Exercise
Return each line of the data below that contains the string "wheel", one line per row.

Task inputs

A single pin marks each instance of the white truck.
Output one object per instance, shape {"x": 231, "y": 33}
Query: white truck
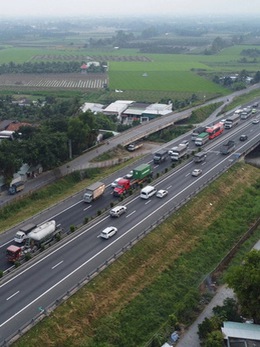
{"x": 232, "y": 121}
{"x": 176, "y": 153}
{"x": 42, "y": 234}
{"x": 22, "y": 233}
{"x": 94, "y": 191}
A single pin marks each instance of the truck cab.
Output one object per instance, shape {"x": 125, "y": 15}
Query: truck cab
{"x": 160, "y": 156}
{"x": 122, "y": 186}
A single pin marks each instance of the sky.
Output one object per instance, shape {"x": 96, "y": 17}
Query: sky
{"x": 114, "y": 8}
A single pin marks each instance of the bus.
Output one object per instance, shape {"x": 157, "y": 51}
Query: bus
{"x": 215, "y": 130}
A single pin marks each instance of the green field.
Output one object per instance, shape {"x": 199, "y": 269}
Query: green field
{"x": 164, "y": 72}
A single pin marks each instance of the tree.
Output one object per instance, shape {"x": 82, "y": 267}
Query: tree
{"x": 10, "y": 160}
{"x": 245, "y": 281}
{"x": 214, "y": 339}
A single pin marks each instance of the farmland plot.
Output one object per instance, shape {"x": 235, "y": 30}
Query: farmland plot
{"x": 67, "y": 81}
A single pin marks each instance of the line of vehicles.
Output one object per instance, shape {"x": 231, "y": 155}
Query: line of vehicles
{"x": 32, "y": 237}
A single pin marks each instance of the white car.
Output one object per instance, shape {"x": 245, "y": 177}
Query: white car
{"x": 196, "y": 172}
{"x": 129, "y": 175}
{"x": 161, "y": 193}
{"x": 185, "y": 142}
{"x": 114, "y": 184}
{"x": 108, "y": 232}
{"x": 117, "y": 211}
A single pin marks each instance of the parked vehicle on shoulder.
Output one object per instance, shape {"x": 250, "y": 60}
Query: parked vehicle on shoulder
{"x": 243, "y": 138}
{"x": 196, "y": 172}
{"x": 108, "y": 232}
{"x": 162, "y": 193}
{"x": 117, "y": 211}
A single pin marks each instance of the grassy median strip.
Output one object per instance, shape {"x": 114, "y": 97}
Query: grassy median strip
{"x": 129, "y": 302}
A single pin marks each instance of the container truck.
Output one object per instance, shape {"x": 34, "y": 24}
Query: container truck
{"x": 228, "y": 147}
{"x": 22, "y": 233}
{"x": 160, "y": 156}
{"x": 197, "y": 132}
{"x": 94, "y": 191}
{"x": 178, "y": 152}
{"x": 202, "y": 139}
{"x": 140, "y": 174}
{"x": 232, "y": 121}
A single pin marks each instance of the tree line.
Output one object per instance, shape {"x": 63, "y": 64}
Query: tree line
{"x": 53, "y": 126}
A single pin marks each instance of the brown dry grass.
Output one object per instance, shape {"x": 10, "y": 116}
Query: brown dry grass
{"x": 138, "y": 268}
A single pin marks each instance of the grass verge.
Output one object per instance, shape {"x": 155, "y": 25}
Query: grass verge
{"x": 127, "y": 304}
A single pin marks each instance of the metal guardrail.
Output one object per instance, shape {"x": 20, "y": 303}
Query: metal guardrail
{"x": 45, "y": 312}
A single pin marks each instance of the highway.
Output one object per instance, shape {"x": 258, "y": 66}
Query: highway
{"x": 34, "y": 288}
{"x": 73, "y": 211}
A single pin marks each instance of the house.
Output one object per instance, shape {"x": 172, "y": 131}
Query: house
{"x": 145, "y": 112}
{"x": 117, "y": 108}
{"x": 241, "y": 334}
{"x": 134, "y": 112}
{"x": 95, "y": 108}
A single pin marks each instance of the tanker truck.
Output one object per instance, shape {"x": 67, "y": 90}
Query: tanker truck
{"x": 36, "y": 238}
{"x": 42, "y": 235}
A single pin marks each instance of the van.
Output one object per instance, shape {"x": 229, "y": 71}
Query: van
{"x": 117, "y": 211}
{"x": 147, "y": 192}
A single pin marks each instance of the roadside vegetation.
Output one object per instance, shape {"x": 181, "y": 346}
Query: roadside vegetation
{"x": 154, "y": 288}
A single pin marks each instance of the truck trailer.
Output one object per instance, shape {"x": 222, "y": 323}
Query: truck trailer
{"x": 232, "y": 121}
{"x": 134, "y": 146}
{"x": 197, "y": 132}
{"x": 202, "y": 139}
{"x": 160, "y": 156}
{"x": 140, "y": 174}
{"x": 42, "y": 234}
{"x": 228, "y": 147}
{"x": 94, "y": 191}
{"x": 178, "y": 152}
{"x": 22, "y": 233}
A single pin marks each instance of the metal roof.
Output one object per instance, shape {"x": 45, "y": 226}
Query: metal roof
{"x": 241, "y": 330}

--

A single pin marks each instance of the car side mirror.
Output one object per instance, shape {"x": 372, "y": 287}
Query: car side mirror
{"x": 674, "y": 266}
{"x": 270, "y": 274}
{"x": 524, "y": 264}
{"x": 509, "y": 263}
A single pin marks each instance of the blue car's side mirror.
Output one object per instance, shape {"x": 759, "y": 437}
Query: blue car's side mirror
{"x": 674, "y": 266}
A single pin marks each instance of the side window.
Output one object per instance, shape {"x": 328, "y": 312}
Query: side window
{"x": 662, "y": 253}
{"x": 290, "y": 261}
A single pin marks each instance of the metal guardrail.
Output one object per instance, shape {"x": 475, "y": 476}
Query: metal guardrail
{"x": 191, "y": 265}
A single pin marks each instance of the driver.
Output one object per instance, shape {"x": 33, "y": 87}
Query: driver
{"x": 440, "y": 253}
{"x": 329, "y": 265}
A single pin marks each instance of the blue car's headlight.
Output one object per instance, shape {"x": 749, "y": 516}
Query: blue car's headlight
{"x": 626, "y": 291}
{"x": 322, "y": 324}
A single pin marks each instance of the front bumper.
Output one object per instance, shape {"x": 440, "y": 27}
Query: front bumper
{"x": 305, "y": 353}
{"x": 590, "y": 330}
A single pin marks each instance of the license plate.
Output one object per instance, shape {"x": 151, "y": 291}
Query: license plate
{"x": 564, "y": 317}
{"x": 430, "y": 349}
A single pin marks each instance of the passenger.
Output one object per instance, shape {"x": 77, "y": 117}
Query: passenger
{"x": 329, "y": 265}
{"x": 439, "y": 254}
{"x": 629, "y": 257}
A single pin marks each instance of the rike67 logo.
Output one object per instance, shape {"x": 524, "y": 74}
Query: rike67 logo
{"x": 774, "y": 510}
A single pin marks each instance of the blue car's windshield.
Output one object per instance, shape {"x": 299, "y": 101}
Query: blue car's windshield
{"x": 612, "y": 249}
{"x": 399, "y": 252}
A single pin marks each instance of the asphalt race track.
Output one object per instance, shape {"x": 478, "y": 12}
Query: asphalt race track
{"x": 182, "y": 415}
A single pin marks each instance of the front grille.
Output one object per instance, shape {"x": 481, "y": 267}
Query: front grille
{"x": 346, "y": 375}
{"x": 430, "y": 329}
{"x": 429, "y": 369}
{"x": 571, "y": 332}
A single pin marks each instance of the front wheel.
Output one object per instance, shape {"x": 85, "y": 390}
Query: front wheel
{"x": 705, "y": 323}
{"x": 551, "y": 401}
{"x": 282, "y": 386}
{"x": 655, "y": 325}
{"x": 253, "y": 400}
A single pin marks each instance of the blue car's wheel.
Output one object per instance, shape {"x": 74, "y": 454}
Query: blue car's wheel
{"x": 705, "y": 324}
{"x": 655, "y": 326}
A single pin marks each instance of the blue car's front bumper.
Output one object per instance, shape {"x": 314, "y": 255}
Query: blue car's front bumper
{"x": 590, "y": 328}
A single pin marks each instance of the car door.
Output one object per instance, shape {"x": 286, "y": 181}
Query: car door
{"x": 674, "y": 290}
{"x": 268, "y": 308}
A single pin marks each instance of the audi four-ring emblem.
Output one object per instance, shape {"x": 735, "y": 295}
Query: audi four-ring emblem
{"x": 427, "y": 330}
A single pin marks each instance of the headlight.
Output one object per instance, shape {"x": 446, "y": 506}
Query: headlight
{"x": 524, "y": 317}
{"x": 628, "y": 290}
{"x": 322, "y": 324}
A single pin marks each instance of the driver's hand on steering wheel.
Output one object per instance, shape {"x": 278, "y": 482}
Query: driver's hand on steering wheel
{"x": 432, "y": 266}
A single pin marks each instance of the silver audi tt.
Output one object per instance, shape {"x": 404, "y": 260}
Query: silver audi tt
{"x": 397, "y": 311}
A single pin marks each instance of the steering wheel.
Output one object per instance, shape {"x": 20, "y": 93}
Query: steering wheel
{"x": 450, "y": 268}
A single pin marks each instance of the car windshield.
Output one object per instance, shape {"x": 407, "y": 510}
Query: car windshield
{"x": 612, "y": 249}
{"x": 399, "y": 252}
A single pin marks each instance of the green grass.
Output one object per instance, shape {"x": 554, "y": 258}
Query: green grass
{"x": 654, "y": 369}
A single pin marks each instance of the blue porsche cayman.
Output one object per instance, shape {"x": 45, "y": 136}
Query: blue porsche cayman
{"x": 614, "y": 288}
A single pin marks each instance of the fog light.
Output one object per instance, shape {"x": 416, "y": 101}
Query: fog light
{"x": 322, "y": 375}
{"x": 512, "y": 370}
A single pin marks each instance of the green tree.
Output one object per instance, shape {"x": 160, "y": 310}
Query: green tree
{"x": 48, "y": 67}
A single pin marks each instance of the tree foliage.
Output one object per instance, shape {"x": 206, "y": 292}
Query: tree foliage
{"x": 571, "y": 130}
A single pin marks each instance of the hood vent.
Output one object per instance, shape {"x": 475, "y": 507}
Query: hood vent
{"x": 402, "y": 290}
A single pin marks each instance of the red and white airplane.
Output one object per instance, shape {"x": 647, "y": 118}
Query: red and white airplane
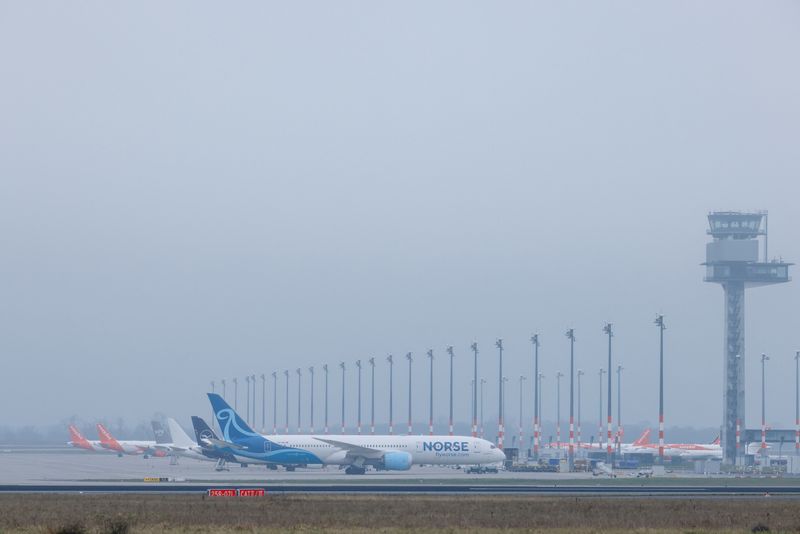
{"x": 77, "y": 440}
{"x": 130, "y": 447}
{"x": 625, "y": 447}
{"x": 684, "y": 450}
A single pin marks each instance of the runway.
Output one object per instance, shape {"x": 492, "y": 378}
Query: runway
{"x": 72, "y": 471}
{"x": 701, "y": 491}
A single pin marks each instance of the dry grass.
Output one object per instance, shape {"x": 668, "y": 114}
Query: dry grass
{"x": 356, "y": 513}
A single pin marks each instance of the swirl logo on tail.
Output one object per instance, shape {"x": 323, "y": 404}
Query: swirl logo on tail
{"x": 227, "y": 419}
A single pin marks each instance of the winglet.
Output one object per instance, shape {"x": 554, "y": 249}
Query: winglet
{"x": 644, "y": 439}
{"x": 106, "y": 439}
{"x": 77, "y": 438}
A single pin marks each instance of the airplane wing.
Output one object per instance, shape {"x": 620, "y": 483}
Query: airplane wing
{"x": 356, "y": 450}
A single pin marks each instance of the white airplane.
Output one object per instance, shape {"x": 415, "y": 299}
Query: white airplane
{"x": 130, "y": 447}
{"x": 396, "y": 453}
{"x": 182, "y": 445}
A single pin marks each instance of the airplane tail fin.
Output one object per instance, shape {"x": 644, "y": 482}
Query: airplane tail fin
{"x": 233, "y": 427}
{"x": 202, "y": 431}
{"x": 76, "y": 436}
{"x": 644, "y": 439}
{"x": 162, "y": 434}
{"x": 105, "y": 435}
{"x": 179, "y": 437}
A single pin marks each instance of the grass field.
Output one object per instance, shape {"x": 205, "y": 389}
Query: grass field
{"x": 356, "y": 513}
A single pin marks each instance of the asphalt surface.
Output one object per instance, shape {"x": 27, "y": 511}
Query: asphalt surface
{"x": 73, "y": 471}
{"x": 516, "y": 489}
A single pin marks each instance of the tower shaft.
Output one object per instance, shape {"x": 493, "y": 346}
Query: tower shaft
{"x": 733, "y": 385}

Full answer
A single pin marks each instance of the front wheel.
Query: front wheel
A single pin marks each instance of the blue car's wheel.
Query: blue car's wheel
A single pin marks each instance of the driver's hand on steering wheel.
Query: driver's hand on steering wheel
A single pin marks each instance of the steering wheel.
Query: steering wheel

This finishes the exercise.